-------- Excerpted data

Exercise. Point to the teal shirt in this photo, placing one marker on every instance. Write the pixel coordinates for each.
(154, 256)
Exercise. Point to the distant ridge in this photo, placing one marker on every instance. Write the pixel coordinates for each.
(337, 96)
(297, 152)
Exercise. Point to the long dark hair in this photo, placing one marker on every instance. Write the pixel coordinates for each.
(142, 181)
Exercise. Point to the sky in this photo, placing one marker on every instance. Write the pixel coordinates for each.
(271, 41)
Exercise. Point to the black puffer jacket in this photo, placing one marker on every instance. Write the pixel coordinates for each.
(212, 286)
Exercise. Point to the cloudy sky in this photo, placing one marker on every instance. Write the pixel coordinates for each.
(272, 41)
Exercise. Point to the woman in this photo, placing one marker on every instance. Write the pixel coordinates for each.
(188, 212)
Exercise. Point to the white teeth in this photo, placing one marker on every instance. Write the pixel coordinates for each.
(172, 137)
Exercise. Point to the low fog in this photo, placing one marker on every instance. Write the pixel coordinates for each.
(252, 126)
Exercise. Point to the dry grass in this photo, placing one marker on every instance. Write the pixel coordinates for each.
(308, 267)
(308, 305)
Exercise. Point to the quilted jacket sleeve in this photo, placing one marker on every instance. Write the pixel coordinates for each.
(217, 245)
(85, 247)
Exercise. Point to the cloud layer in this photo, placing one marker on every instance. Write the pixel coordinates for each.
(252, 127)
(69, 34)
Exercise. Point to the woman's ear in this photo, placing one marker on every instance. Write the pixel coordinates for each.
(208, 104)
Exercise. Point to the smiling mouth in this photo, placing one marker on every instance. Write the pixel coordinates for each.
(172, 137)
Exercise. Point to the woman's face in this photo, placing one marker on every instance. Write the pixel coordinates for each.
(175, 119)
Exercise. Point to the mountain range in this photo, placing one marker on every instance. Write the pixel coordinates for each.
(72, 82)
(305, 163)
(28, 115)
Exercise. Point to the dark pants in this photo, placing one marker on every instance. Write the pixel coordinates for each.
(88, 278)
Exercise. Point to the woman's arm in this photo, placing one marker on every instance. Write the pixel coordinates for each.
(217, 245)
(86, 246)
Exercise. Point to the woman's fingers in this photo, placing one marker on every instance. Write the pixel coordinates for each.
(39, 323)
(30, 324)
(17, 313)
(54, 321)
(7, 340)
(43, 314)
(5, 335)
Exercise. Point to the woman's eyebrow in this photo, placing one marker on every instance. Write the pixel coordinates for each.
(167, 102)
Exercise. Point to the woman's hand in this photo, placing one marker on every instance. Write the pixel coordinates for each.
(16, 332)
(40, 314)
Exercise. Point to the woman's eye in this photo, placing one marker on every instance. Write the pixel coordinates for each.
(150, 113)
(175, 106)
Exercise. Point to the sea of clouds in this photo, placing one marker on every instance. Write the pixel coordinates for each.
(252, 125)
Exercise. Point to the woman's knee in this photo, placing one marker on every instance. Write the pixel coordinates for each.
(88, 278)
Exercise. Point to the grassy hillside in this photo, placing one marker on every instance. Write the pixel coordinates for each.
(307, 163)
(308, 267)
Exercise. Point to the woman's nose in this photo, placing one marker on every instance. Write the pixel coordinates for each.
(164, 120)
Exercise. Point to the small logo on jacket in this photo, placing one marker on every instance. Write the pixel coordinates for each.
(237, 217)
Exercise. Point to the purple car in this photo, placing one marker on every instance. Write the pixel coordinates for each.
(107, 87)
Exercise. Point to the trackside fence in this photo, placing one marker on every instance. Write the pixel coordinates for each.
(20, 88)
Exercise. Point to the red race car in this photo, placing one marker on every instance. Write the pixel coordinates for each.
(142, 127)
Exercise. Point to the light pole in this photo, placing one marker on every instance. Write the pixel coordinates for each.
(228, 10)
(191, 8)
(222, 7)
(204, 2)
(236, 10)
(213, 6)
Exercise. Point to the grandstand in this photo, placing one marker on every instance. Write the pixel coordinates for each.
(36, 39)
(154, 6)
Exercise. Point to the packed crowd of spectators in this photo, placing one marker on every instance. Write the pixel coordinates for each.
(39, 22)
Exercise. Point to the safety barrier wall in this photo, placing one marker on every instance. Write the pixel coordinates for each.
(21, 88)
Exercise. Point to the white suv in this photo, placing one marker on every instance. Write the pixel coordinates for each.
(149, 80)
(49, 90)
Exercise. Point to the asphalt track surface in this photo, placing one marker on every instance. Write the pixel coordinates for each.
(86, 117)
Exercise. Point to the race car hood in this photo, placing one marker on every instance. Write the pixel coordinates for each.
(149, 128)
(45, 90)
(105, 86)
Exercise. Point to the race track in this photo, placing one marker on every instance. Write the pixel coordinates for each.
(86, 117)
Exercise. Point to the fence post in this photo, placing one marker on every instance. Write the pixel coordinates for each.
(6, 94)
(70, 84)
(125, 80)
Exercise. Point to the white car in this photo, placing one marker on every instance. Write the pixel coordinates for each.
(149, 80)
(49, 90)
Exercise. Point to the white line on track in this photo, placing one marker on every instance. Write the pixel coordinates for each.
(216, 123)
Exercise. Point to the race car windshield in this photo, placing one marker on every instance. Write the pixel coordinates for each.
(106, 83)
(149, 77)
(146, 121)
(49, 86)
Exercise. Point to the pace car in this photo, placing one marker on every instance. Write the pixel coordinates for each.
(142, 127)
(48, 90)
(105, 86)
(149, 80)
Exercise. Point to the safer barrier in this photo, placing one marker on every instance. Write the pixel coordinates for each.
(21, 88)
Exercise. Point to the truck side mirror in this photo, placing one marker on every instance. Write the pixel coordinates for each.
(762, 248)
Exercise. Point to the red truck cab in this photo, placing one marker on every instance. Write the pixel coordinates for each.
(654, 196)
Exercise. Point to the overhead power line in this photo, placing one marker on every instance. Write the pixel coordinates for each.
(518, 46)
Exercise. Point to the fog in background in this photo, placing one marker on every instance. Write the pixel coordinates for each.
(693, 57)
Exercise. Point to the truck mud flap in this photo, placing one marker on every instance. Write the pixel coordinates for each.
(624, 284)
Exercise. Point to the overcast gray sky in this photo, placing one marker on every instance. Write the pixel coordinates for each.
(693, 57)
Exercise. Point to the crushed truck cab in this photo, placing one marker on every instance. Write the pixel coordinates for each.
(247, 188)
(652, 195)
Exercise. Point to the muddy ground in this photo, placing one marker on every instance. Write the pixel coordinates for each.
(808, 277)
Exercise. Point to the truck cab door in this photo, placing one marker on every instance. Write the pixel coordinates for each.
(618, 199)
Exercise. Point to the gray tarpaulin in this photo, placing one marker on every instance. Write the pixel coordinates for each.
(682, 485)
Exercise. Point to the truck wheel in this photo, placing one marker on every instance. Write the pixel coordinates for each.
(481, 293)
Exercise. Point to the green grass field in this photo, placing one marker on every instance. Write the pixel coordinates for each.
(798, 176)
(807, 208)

----------------

> [Requirement]
An exact copy of every line above, start to finish, is required.

> [Task solution]
Exercise. Point to the teal shirt in this photo, placing one marker on every instance. Write the pixel coordinates for each.
(154, 256)
Exercise. Point to the distant ridge in this photo, placing one marker on every instance. Write the pixel coordinates for each.
(337, 96)
(297, 152)
Exercise. Point to the long dark hair in this photo, placing one marker on every instance. Write the pixel coordinates for each.
(142, 181)
Exercise. Point to the sky in this photo, placing one marker on every instance. Write the pixel coordinates for each.
(271, 41)
Exercise. Point to the black puffer jacket in this photo, placing one marker on every instance. Write the pixel coordinates for each.
(212, 286)
Exercise. Point to the cloudy sky in this photo, placing one marker on every instance. Write the pixel coordinates for each.
(272, 41)
Exercise. Point to the woman in this photo, placing one marker on every instance. Write the pixel coordinates for each.
(188, 212)
Exercise. Point to the white teeth in this photo, placing one marker on every instance. Write the pixel coordinates for each.
(172, 137)
Exercise. Point to the low fog in this photo, placing one marker on every instance. Write the pixel coordinates for each.
(252, 126)
Exercise. Point to the dry grass in this photo, placing one marker on every instance. Write the pixel coordinates for each.
(308, 267)
(308, 305)
Exercise. Point to the quilted jacket sleeve in this photo, placing one marker on every instance. Write the pixel coordinates for each.
(217, 245)
(85, 247)
Exercise. Point to the cloud layer in this photo, placing one marker on every instance. Write the pixel coordinates for each.
(252, 127)
(69, 34)
Exercise. Point to the woman's ear in this photo, placing one marker on every instance. Write the pixel coordinates for each.
(208, 104)
Exercise. Point to the smiling mouth in this photo, placing one marker on every instance. Write the pixel coordinates for each.
(172, 137)
Exercise. Point to the woman's face in this photo, placing one marker on every instance. Write the pixel coordinates for each.
(175, 119)
Exercise. Point to the mountain range in this photo, placing one marker on every instance. Write the pixel coordinates for each.
(72, 82)
(305, 163)
(28, 115)
Exercise. Point to the dark pants in this photo, placing one marker on every instance. Write the pixel coordinates for each.
(88, 278)
Exercise. Point to the woman's arm in this photo, placing one marker on every instance. Write the pixel coordinates for each.
(217, 245)
(86, 246)
Exercise. Point to the woman's fingers in this photo, placing one marker on every instance. Write the pixel coordinates for each.
(39, 323)
(30, 324)
(17, 313)
(54, 321)
(7, 340)
(43, 314)
(5, 335)
Exercise. Point to the woman's eyebrow in this photo, placing one marker on every instance. Write the pixel coordinates for each.
(167, 102)
Exercise. Point to the woman's hand in this photo, placing one marker on every instance. Write the pixel coordinates for each.
(16, 332)
(40, 314)
Exercise. Point to the woman's eye in this photo, placing one marker on every instance. Write the pixel coordinates for each.
(150, 113)
(175, 106)
Exercise. Point to the sea of clouds in this photo, placing one marker on every instance. Write the pixel coordinates for each.
(252, 125)
Exercise. Point to the woman's knee in this photo, placing one marker on every instance. Write the pixel coordinates for each.
(88, 278)
Exercise. Point to the grassy hillside in this photo, placing one marker on every instance. Write the pixel coordinates for each.
(307, 163)
(308, 267)
Exercise. Point to the woman's nose in this photo, placing one marker on every instance. Write the pixel coordinates for each.
(164, 120)
Exercise. Point to the small logo on jacket in this photo, placing one marker on every instance. Write the pixel coordinates for each.
(237, 217)
Exercise. Point to the purple car in this photo, placing one marker on every instance. Write the pixel coordinates for each.
(107, 87)
Exercise. Point to the trackside fence in this photo, placing one marker on every instance. Write the pixel coordinates for each.
(20, 88)
Exercise. Point to the red race car in this photo, placing one marker on every instance. Write the pixel coordinates for each.
(142, 127)
Exercise. Point to the light pole in this photo, placing one marker on every instance. Write the pixel coordinates for each.
(228, 10)
(191, 8)
(222, 7)
(204, 2)
(236, 10)
(213, 6)
Exercise. Point to the grandstand in this photo, placing one marker on every instance. Write the pixel coordinates for each.
(36, 39)
(154, 6)
Exercise. Point to the packed crowd of spectators in this photo, placing one marker on every instance. Write the pixel coordinates for each.
(39, 22)
Exercise. Point to the safety barrier wall in this photo, placing one marker on every instance. Write the pixel coordinates for each.
(21, 88)
Exercise. Point to the white suv in this photo, placing one marker on every instance. Write the pixel coordinates for each.
(149, 80)
(49, 90)
Exercise. Point to the asphalt track surface in this photo, placing one marker on every instance. Write the pixel coordinates for each.
(86, 117)
Exercise. Point to the race car hood in this photo, placing one marker on every instance. Write the pixel coordinates for each.
(149, 128)
(45, 90)
(105, 86)
Exercise. Point to the race track in this photo, placing one marker on every instance. Write the pixel coordinates for each.
(86, 117)
Exercise. Point to the fence post in this photo, placing one marker on every instance. Write the pixel coordinates for each.
(6, 94)
(70, 84)
(125, 80)
Exercise. Point to the white car in this photo, placing one marker on every instance. Write the pixel coordinates for each.
(149, 80)
(49, 90)
Exercise. Point to the white line on track in this photo, placing one marker on every instance. Write the pixel coordinates for each.
(216, 123)
Exercise. Point to the race car windshield in this photo, placing one marker on every instance. Write the pixel coordinates for each.
(106, 83)
(149, 77)
(146, 121)
(49, 86)
Exercise. Point to the pace car in this photo, placing one marker on every instance. Write the pixel coordinates for each.
(142, 127)
(48, 90)
(105, 86)
(149, 80)
Exercise. Point to the safer barrier in this photo, placing one marker on every instance. Write the pixel coordinates for each.
(21, 88)
Exercise. Point to the truck side mirror in this photo, placing one marker on every instance. Write the pixel coordinates for each.
(762, 248)
Exercise. Point to the red truck cab in this photo, placing one marker on every instance. Write the pixel coordinates for each.
(654, 196)
Exercise. Point to the overhead power line in this photo, placing one marker on every instance. Write the pixel coordinates for each.
(518, 46)
Exercise. Point to the fog in background in this photo, placing one marker on every instance. Write the pixel coordinates for each.
(693, 57)
Exercise. Point to the truck mud flap in this photo, placing one marker on every instance. Write the pixel coordinates for each.
(624, 284)
Exercise. Point to the overcast gray sky in this photo, placing one marker on every instance. Write the pixel coordinates for each.
(693, 57)
Exercise. Point to the crushed truck cab in this photo, placing one marker on every instance. Write the pixel coordinates for each.
(247, 188)
(652, 195)
Exercise. Point to the muddy ground in this photo, placing one marker on every instance. Write the pixel coordinates for each.
(808, 277)
Exercise. Point to the truck cab door in this photo, placing one marker on every instance. Write the pixel coordinates for each.
(618, 199)
Exercise. Point to the gray tarpaulin in this photo, placing one marker on every instance. Write the pixel coordinates for each.
(682, 485)
Exercise. Point to the truck wheel in this photo, placing one marker on every instance. Write the pixel coordinates for each.
(481, 293)
Exercise. Point to the green grass field in this photo, placing one marker on every instance. Write the pixel coordinates for each.
(798, 176)
(807, 208)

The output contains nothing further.